Object position labeling entries
----------------
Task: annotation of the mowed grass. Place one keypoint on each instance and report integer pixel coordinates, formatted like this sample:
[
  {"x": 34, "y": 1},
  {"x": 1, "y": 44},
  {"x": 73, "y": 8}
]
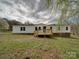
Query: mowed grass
[{"x": 19, "y": 46}]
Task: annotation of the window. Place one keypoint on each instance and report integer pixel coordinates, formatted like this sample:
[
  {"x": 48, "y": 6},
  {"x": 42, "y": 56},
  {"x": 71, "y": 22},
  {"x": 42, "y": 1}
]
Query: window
[
  {"x": 50, "y": 27},
  {"x": 39, "y": 28},
  {"x": 66, "y": 28},
  {"x": 22, "y": 29},
  {"x": 35, "y": 28}
]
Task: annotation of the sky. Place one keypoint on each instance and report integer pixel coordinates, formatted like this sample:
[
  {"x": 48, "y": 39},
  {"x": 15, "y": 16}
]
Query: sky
[{"x": 35, "y": 11}]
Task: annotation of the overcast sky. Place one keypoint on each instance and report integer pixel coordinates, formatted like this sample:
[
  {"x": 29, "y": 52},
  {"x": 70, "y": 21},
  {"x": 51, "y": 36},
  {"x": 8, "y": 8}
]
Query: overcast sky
[{"x": 34, "y": 11}]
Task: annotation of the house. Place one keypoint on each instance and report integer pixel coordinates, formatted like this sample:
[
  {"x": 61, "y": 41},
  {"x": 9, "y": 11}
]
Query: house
[{"x": 43, "y": 29}]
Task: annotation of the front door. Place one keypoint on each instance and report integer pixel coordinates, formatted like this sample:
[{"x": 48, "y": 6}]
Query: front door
[{"x": 44, "y": 29}]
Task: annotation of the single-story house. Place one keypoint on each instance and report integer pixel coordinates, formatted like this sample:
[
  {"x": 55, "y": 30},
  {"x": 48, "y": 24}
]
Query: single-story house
[{"x": 42, "y": 29}]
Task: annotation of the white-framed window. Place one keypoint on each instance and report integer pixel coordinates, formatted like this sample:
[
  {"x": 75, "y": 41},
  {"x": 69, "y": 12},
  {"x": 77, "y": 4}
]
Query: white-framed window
[
  {"x": 66, "y": 28},
  {"x": 22, "y": 28}
]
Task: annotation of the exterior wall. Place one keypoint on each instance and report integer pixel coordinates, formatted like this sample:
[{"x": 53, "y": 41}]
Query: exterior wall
[
  {"x": 62, "y": 29},
  {"x": 28, "y": 29},
  {"x": 31, "y": 29}
]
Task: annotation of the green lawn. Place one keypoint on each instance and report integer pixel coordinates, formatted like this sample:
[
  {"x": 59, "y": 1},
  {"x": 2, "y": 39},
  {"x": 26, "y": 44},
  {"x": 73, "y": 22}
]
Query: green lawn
[{"x": 14, "y": 46}]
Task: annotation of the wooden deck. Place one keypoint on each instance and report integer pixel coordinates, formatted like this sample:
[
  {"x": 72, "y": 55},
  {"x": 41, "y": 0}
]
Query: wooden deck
[{"x": 41, "y": 32}]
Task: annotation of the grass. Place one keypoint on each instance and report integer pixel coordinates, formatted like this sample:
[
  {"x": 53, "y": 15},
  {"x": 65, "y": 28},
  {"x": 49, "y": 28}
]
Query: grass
[{"x": 14, "y": 46}]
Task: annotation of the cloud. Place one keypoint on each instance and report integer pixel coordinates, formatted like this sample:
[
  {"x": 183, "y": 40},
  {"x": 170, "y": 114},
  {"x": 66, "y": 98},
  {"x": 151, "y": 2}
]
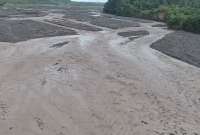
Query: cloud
[{"x": 90, "y": 0}]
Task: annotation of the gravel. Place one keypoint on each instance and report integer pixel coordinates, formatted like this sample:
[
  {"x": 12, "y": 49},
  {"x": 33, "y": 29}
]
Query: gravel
[{"x": 181, "y": 45}]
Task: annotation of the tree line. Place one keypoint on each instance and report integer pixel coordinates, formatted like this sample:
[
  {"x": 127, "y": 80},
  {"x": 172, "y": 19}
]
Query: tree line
[{"x": 179, "y": 14}]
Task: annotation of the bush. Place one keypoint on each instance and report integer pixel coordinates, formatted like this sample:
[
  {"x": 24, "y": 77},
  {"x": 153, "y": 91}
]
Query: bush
[{"x": 174, "y": 12}]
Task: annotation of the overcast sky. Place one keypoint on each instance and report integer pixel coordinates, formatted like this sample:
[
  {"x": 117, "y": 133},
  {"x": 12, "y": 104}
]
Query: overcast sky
[{"x": 91, "y": 0}]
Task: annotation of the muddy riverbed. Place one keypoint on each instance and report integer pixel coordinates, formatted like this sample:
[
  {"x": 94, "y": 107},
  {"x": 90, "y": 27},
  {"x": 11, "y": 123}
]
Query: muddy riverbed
[{"x": 70, "y": 72}]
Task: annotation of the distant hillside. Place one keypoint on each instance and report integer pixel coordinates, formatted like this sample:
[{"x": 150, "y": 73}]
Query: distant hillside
[{"x": 34, "y": 1}]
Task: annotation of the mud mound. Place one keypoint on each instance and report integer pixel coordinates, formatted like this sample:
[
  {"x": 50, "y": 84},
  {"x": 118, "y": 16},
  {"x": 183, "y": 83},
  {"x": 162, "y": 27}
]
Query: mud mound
[
  {"x": 15, "y": 31},
  {"x": 133, "y": 33},
  {"x": 181, "y": 45}
]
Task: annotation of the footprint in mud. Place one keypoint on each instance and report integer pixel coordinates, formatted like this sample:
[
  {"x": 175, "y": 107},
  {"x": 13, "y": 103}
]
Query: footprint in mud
[
  {"x": 59, "y": 45},
  {"x": 43, "y": 82},
  {"x": 3, "y": 111},
  {"x": 40, "y": 123}
]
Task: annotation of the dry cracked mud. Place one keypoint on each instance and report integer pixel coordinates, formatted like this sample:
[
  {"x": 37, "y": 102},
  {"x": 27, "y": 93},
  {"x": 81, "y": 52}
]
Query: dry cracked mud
[{"x": 89, "y": 84}]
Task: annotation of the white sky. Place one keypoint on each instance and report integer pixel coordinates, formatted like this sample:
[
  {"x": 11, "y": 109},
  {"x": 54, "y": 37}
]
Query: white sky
[{"x": 91, "y": 0}]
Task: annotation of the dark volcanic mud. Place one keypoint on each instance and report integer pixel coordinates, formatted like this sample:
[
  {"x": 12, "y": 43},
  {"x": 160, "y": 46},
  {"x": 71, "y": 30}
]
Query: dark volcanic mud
[
  {"x": 15, "y": 31},
  {"x": 133, "y": 33},
  {"x": 102, "y": 21},
  {"x": 181, "y": 45},
  {"x": 74, "y": 25}
]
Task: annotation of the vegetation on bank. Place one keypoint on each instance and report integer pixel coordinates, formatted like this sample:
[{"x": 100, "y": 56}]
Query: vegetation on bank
[
  {"x": 3, "y": 2},
  {"x": 178, "y": 14}
]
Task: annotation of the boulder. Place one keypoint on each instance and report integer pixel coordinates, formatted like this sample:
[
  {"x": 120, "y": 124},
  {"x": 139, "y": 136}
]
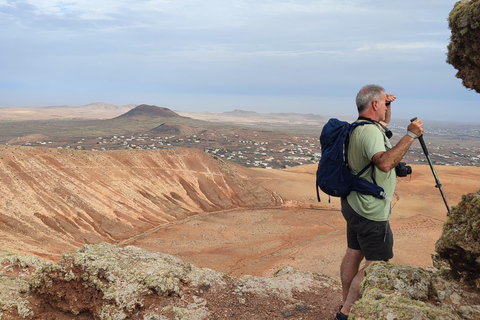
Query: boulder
[
  {"x": 105, "y": 281},
  {"x": 459, "y": 244}
]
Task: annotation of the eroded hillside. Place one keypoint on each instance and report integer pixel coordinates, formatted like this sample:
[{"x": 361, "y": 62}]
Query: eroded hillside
[{"x": 55, "y": 201}]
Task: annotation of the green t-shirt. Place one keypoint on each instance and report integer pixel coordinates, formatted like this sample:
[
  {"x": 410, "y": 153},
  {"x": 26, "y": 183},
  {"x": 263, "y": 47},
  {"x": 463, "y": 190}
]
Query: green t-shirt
[{"x": 365, "y": 142}]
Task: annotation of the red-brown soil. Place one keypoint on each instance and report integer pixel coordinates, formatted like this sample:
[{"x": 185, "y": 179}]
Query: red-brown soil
[{"x": 203, "y": 210}]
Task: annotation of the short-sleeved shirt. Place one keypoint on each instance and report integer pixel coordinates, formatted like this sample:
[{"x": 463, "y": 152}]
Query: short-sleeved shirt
[{"x": 365, "y": 142}]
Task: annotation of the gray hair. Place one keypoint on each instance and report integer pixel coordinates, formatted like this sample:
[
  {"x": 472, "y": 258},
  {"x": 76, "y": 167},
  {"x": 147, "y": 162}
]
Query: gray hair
[{"x": 367, "y": 95}]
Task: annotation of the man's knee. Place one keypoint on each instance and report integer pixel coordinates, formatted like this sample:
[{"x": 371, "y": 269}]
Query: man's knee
[{"x": 354, "y": 255}]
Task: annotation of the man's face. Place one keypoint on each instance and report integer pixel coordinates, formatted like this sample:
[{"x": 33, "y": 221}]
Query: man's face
[{"x": 382, "y": 108}]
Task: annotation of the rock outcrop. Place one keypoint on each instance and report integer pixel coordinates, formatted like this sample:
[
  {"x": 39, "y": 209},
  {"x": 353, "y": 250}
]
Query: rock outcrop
[
  {"x": 105, "y": 281},
  {"x": 404, "y": 292},
  {"x": 460, "y": 241},
  {"x": 464, "y": 47}
]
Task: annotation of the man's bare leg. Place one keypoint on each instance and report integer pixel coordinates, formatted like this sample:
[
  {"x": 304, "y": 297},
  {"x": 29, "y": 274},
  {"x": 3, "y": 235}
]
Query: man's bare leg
[
  {"x": 354, "y": 292},
  {"x": 349, "y": 269}
]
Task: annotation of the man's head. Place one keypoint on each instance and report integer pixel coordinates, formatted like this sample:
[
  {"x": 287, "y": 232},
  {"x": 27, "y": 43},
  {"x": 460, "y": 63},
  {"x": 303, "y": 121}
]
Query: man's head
[{"x": 371, "y": 101}]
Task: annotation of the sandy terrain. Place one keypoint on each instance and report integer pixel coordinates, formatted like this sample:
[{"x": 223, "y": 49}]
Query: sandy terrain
[
  {"x": 311, "y": 237},
  {"x": 204, "y": 210}
]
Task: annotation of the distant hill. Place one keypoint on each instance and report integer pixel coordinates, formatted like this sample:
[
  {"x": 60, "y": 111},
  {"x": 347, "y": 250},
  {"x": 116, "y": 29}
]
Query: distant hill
[
  {"x": 149, "y": 110},
  {"x": 177, "y": 129}
]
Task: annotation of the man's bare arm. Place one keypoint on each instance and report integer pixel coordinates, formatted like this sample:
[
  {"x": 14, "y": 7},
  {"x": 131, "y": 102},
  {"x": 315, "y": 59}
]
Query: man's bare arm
[{"x": 388, "y": 160}]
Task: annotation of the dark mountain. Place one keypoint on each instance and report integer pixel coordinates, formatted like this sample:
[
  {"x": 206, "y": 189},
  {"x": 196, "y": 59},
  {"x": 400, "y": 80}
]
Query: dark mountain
[
  {"x": 149, "y": 110},
  {"x": 177, "y": 129}
]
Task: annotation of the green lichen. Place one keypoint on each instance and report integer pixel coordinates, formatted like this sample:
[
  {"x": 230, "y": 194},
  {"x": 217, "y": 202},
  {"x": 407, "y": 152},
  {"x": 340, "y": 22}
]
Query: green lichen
[
  {"x": 463, "y": 50},
  {"x": 398, "y": 292}
]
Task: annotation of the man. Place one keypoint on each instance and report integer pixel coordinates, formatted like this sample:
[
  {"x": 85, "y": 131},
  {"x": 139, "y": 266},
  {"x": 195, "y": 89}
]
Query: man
[{"x": 368, "y": 232}]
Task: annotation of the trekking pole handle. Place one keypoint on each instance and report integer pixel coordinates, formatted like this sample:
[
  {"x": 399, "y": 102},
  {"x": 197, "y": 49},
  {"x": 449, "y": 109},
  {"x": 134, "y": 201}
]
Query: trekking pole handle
[{"x": 420, "y": 138}]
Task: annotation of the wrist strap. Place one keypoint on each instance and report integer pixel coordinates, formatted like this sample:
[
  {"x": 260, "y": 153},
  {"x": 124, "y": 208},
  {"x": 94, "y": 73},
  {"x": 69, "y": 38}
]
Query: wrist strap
[{"x": 411, "y": 134}]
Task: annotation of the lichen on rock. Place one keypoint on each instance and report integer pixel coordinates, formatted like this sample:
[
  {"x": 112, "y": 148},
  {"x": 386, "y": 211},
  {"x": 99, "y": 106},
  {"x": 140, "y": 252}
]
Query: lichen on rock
[
  {"x": 464, "y": 47},
  {"x": 459, "y": 244}
]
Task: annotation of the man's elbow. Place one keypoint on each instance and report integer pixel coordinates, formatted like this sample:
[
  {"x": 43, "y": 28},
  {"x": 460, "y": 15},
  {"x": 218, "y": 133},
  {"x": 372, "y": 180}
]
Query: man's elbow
[{"x": 384, "y": 167}]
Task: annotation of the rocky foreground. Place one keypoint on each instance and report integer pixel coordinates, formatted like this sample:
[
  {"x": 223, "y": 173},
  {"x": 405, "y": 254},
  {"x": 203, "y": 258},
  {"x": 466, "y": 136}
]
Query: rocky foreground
[{"x": 104, "y": 281}]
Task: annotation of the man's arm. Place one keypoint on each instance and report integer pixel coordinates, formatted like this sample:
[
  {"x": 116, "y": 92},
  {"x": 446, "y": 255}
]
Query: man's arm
[
  {"x": 388, "y": 160},
  {"x": 389, "y": 98}
]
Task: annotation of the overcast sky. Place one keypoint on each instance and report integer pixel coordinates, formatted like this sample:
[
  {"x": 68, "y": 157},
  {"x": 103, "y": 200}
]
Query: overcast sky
[{"x": 220, "y": 55}]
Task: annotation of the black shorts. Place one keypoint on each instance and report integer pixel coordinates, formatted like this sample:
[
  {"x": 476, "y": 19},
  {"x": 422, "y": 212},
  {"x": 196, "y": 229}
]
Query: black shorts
[{"x": 373, "y": 238}]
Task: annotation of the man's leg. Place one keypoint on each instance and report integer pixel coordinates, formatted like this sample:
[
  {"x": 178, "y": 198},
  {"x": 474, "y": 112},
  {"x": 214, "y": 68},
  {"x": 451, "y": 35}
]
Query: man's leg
[
  {"x": 349, "y": 269},
  {"x": 354, "y": 292}
]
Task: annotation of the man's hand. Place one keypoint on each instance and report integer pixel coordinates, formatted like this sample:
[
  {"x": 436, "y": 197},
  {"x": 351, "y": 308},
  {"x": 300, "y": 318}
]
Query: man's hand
[
  {"x": 390, "y": 97},
  {"x": 416, "y": 126}
]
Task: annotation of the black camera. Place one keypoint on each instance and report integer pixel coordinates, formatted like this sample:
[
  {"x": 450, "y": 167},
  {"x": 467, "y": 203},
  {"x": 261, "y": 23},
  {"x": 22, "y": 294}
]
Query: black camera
[{"x": 403, "y": 170}]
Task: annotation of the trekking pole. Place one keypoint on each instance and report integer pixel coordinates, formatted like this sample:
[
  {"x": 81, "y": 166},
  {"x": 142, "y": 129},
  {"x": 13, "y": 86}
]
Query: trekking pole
[{"x": 438, "y": 184}]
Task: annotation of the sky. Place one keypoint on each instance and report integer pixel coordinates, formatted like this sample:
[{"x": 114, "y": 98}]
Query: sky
[{"x": 266, "y": 56}]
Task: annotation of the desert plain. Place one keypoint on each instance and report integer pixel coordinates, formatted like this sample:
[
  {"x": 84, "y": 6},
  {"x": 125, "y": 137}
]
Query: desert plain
[{"x": 203, "y": 209}]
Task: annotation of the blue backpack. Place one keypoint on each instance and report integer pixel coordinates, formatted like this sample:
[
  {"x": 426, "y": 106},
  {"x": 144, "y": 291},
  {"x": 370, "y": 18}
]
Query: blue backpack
[{"x": 333, "y": 174}]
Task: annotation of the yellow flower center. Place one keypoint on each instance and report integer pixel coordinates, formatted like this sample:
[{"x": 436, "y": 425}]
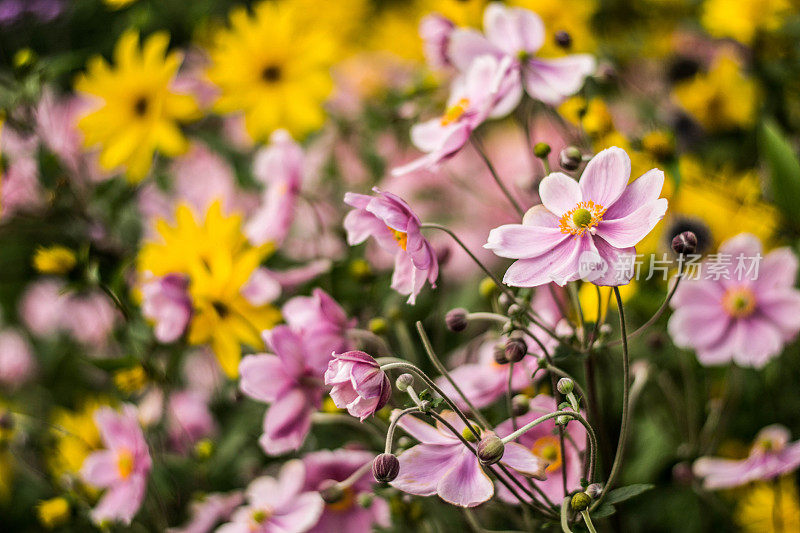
----------------
EXERCISE OBJECTIVE >>
Quote the records word for word from the line containing "Task: annotation of the yellow" through the end of the records, including both ends. Leave the pictures out of your answer.

FINAL RESULT >>
Task: annotation of the yellow flower center. Place one keypoint on each instance and report integer pixel coordinates, formatted like this sample:
[{"x": 436, "y": 425}]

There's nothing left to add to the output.